> TASK OBJECTIVE
Return every line of the records that contains the word "dumbbell", matching case exactly.

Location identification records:
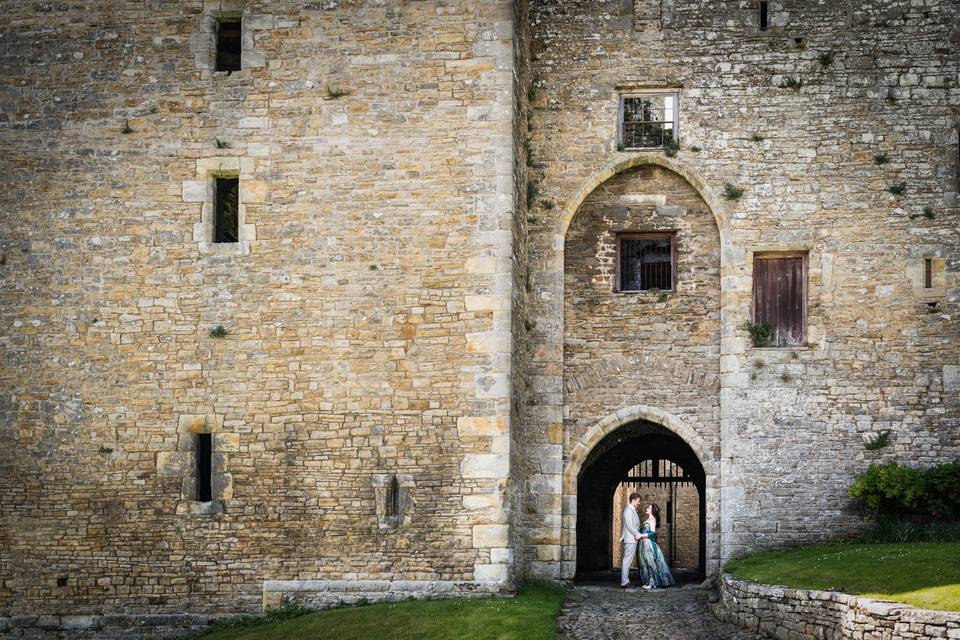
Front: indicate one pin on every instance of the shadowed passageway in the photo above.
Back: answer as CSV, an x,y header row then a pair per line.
x,y
608,613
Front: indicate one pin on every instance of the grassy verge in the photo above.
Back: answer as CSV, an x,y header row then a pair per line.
x,y
531,615
925,575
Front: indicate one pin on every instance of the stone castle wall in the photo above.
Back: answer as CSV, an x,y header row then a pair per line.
x,y
368,303
652,347
876,78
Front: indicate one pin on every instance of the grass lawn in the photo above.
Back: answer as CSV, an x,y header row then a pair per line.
x,y
925,575
531,615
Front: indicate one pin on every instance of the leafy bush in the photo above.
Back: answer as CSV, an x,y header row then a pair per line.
x,y
892,490
941,491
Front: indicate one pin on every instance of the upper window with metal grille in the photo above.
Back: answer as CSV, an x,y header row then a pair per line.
x,y
645,262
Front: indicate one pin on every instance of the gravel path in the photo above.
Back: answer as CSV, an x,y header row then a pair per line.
x,y
609,613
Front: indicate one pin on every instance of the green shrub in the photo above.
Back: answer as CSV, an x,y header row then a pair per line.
x,y
892,490
888,489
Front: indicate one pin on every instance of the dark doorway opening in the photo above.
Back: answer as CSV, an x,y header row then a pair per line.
x,y
645,457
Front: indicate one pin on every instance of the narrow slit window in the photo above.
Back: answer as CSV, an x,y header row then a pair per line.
x,y
648,120
204,467
228,45
645,262
226,222
780,298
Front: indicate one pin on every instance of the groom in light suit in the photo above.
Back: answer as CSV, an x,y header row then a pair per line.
x,y
629,538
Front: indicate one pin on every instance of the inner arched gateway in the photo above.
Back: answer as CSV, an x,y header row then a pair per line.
x,y
642,328
647,458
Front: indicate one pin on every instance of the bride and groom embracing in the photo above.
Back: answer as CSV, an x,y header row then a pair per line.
x,y
654,571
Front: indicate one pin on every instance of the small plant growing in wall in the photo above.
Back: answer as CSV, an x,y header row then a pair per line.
x,y
532,192
877,441
791,82
731,191
759,333
335,92
219,331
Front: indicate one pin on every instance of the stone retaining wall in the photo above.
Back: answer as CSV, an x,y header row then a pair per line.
x,y
787,614
102,627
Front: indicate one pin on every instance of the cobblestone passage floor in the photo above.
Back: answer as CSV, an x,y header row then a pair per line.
x,y
608,613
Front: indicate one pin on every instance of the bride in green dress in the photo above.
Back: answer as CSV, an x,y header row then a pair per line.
x,y
654,571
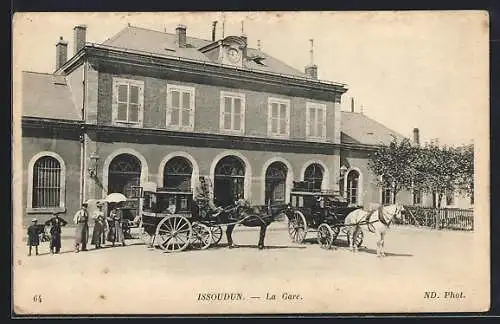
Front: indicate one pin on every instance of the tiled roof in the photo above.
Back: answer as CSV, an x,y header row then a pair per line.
x,y
357,128
47,96
156,42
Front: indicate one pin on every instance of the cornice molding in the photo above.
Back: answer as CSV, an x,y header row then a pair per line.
x,y
106,53
255,142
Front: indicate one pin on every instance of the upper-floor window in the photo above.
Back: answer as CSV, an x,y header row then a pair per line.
x,y
450,198
232,112
180,107
353,187
278,117
316,121
387,192
417,197
128,101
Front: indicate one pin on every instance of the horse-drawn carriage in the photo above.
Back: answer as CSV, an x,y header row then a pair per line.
x,y
320,211
174,219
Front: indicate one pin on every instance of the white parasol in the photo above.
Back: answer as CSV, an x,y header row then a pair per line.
x,y
115,197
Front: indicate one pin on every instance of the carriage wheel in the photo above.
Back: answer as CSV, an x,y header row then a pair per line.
x,y
202,236
216,234
297,227
325,236
145,237
336,232
358,238
173,233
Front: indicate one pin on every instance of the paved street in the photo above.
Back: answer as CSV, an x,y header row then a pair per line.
x,y
137,279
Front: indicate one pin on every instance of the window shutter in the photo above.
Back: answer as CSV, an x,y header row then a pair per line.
x,y
324,122
308,124
169,109
287,120
140,117
242,122
192,111
222,112
114,105
269,117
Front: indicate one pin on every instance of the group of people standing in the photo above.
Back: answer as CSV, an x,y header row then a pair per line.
x,y
34,231
108,228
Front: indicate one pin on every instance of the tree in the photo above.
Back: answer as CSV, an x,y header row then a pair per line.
x,y
393,164
441,170
465,177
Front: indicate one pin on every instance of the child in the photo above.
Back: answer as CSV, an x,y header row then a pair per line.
x,y
33,236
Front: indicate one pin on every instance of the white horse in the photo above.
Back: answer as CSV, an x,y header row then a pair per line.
x,y
378,221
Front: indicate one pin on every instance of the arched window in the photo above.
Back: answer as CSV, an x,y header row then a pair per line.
x,y
229,180
47,183
124,172
387,192
275,183
353,187
314,175
177,174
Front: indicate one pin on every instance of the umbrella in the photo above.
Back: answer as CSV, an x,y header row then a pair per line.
x,y
115,197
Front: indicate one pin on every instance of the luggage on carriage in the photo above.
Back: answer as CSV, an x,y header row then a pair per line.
x,y
320,211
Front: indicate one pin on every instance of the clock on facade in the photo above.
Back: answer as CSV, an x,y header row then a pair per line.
x,y
233,55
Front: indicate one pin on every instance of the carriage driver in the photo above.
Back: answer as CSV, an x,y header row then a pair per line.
x,y
202,197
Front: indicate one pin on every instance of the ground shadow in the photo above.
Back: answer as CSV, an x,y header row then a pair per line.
x,y
266,247
373,251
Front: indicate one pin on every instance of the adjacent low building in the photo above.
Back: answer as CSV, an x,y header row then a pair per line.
x,y
154,107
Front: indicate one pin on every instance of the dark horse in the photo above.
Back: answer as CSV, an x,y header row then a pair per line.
x,y
241,213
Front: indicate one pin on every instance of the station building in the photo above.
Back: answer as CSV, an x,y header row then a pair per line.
x,y
148,107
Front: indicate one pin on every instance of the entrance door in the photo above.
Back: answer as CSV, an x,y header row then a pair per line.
x,y
275,183
229,181
124,172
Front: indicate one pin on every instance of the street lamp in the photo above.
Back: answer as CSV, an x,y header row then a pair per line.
x,y
343,170
94,157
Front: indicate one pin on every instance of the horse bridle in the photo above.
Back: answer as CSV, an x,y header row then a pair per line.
x,y
382,220
381,217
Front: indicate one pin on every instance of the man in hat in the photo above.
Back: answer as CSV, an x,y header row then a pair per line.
x,y
55,224
33,236
100,226
81,220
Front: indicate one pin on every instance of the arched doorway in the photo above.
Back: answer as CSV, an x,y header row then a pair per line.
x,y
353,187
314,175
124,172
229,180
275,183
177,174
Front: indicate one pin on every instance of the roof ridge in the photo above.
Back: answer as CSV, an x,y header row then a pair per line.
x,y
164,32
375,121
115,36
34,72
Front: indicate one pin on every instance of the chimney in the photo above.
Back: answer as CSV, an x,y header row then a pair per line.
x,y
312,69
61,52
80,37
214,24
180,31
416,137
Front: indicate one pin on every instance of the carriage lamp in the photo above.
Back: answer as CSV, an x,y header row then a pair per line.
x,y
93,168
343,170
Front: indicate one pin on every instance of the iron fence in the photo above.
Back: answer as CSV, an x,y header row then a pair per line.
x,y
439,218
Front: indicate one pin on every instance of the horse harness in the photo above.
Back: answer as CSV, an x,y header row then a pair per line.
x,y
381,219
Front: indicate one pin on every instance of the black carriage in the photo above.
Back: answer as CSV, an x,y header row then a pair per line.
x,y
320,211
167,222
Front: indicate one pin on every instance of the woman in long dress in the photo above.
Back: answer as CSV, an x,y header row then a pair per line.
x,y
115,221
55,224
100,224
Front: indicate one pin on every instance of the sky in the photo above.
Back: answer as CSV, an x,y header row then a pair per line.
x,y
427,70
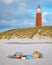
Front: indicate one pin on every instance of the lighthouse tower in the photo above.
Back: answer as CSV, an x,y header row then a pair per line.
x,y
38,16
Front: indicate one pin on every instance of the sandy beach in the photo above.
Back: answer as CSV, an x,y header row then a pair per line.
x,y
8,48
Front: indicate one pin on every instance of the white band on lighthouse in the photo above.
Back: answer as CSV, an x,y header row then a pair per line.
x,y
38,10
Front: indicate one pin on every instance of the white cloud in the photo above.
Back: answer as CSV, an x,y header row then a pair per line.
x,y
7,1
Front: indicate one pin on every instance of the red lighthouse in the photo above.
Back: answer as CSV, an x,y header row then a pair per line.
x,y
38,16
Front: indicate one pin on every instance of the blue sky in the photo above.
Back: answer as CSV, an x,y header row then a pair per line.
x,y
22,13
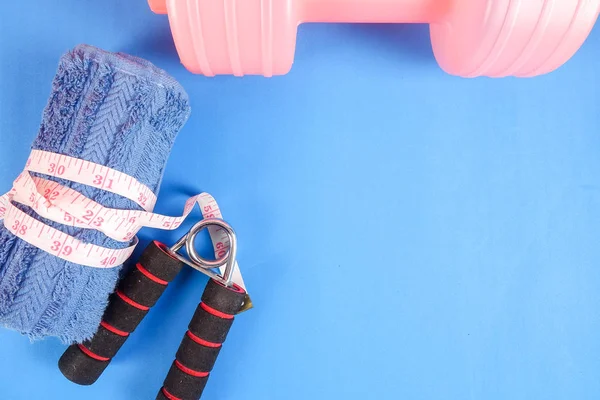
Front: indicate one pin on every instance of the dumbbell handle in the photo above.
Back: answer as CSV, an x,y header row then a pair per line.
x,y
202,342
375,11
137,292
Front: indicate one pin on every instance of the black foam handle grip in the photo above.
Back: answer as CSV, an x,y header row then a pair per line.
x,y
137,292
202,342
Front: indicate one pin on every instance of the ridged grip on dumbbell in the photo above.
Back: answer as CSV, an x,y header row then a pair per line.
x,y
202,342
137,292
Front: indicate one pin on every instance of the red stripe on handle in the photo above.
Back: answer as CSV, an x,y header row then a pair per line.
x,y
191,372
131,302
169,395
90,354
114,330
150,276
214,312
203,342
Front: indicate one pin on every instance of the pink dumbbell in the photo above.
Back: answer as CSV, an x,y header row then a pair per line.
x,y
470,38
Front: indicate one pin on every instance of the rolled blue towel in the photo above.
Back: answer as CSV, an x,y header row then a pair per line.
x,y
111,109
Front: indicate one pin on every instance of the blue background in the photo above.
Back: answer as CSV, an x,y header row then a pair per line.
x,y
405,234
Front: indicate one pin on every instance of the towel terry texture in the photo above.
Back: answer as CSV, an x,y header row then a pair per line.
x,y
111,109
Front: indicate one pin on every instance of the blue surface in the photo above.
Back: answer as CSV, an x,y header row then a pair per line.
x,y
405,234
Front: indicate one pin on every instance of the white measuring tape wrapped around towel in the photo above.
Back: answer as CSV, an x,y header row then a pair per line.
x,y
68,207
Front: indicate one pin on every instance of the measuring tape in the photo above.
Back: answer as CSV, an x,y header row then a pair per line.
x,y
66,206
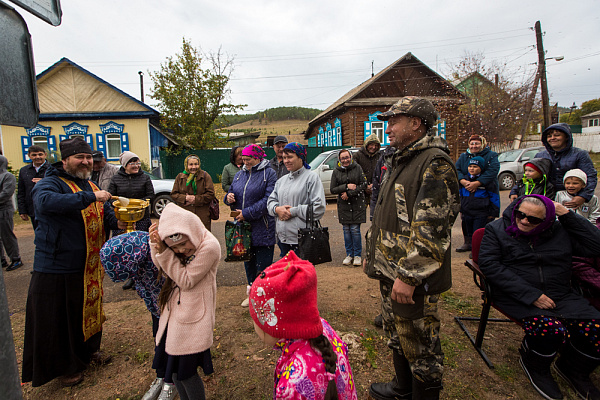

> ANSWER TO THE PROBLEM
Front: indicate one pin on every instance of the dumbbell handle in the photo above.
Front: indicate one pin on every instance of the ridged grip on dumbbell in the photo above.
Front: indicate one pin on every instance of the pink dumbbell in the photo above.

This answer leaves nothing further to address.